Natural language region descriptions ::

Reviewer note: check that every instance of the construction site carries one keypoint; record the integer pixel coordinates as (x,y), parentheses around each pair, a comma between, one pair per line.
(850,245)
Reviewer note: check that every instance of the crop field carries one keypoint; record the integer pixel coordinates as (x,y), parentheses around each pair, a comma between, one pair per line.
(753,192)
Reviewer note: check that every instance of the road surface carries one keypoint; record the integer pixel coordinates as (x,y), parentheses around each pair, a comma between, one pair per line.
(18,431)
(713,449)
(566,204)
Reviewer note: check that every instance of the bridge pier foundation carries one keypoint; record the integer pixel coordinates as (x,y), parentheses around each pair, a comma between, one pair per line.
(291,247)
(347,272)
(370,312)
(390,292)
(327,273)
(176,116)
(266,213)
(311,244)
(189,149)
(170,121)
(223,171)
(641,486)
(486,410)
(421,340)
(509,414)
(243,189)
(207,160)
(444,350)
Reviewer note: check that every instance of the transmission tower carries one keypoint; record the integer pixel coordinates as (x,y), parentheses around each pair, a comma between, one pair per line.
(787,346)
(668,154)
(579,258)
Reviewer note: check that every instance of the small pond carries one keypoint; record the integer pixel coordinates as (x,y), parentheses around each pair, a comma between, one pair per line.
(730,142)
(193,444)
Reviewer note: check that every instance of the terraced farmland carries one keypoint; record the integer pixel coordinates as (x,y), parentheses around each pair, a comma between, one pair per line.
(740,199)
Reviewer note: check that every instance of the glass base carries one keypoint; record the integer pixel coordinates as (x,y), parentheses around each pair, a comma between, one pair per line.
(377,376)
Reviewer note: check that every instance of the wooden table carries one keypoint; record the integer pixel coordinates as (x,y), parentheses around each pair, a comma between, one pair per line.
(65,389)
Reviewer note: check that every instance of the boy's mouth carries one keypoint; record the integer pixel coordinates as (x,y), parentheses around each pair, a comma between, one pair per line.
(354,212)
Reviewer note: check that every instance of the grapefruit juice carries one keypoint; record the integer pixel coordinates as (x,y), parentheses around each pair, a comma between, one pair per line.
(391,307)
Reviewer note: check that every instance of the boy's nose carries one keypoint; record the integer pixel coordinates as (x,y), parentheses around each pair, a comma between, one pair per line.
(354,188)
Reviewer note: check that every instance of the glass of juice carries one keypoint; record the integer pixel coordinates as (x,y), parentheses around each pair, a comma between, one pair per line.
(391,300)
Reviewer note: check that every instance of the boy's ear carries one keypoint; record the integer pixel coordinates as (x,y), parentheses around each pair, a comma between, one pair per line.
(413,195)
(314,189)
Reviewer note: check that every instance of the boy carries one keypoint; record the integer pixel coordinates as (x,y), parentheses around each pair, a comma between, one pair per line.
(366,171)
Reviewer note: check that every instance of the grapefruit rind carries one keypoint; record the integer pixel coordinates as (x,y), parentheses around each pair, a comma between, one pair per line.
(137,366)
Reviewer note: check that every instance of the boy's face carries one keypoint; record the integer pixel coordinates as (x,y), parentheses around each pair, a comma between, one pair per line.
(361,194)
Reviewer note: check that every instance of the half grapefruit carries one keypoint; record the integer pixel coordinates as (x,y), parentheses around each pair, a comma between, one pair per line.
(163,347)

TASK PROMPT :: The answer should reproduce each entry above in full.

TASK OUTPUT ::
Reviewer note: check that every instance of the construction site carries one keypoint; record the integer pixel coordinates as (x,y), parentheses around each pair, a comma between, one pair per line.
(850,245)
Reviewer note: check that every instance of the crop field carries one keypoint; record the integer pixel coordinates as (x,y), parentheses around each pair, a comma between, one pair per line.
(753,192)
Reviewer note: check that every instance of the road surface carries one keypoint; record the integer pixel coordinates as (x,y), parentheses around each pair, a comma between, one pair per line.
(18,431)
(713,449)
(566,204)
Reviewer note: check that every instance of the bridge pier foundation carries one keypoint; record the integer pixel coordinates as (x,y), parentheses around each pair, a comma between, one pair per line.
(291,247)
(347,272)
(370,312)
(390,292)
(327,273)
(176,116)
(266,213)
(311,244)
(189,149)
(170,121)
(223,171)
(641,486)
(486,410)
(421,340)
(509,414)
(243,189)
(207,160)
(444,350)
Reviewer note: check that every instance of the transmission tower carries one keypoint; record the integer pixel coordinates as (x,y), parentheses around each pair, a comma between, one pair per line.
(787,346)
(668,154)
(579,258)
Reviewer note: check that every instance of the small pond carries one keypoint; record the integer pixel coordinates as (x,y), parentheses around each pair, a comma between, one pair per line.
(730,142)
(193,444)
Reviewer note: check that every instance of the terraced farmland carries one keypoint; record the integer pixel coordinates as (x,y), parentheses around each pair, a comma between, one pair per line.
(740,199)
Reviewer note: check that every instance of the glass base carries one keypoint; record the integer pixel coordinates as (x,y), parentheses around each pair, a comma between, one pair per line.
(377,376)
Reviewer note: check that every instance of the wooden table carries one keypoint; record the integer pixel coordinates as (x,y), parentheses around each pair, a comma between, one pair per line.
(65,389)
Reviewer note: check that every instance of the boy's mouth carries one keypoint; record the integer pixel coordinates as (x,y), parentheses around each pair, a comma between, one pair per line.
(354,212)
Reviewer note: check that every instance of the grapefruit juice carries one keypoint; record the integer pixel coordinates as (x,y), parentheses around each pair, a comma between, one pair per line.
(391,307)
Reviewer note: check that every instance of the boy's nose carries one keypoint; record the integer pixel coordinates as (x,y), parentheses around each pair, a comma between, one pair per line.
(354,188)
Reviewer note: check that every instance of the glass of juice carries one keypoint; record the integer pixel coordinates as (x,y), parentheses around each pair, a comma between, one pair per line.
(391,300)
Reviewer note: check that every instance of the boy's ear carries one keypoint; record the integer pixel coordinates as (x,y), parentheses around each pair, a comma between, one pair per line.
(413,195)
(314,189)
Reviewer note: check that every instance of the boy carries one keypoint; record the integer pixel coordinates as (x,y), parentheses around each pair, a comma between, one pair per line.
(366,171)
Reviewer note: check that every instance of the grapefruit rind carries one keypoint; record the integer pixel coordinates as (x,y), parentheses around each pair, a comma between, one pair per line.
(137,366)
Reviewer note: check that every instance of the boy's face carries one keypoint; record the integer pixel coordinates as (x,y), parentheses around each pair, a comma between, one pair per line.
(361,194)
Reviewer note: check that every instance of the half grapefruit carries one keypoint; record the integer pixel coordinates as (x,y), parentheses around each pair, a comma between, one pair per line.
(163,347)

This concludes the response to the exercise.